I'm not necessarily against you bonding and that is a great way to leverage it if your projects were moving forward at a more rapid pace. Okay.

17:22

But and then if everything was kind of done that way, right? Because now each year, you know, your payments on say $10 million are only, you know, a million if that a year. and your bond term length.

17:34

You guys voted 10 years, but it can be a lot longer than that. For the certain types of projects, you can go up to 20 years, 30 years. So, you can really stretch it out and pay a lot less each year. So, it could be a way to stretch it. But just doing these little one-offs when you're not actually expending the other money, it just gets to be a a game that doesn't work out well in

17:50

the end, but it is a possible thing. And I think, you know, we can have more conversations, I think, in the future. I think maybe before these projects are being voted on, and I can come to you guys about that at that point. and and see where you're at financially and give you guys that information before you're taking votes in the future.

18:07

That's helpful. Thank you very much.

Recorded data =>
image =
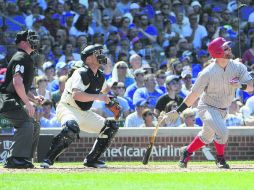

Jobs =>
A) In the meeting transcript, what bond term length did the group vote for?
B) Repeat word for word the part of the meeting transcript starting at "I'm not necessarily" and ending at "bond term length.".

Results of the exercise =>
A) 10 years.

B)
I'm not necessarily against you bonding and that is a great way to leverage it if your projects were moving forward at a more rapid pace. Okay.

17:22

But and then if everything was kind of done that way, right? Because now each year, you know, your payments on say $10 million are only, you know, a million if that a year. and your bond term length.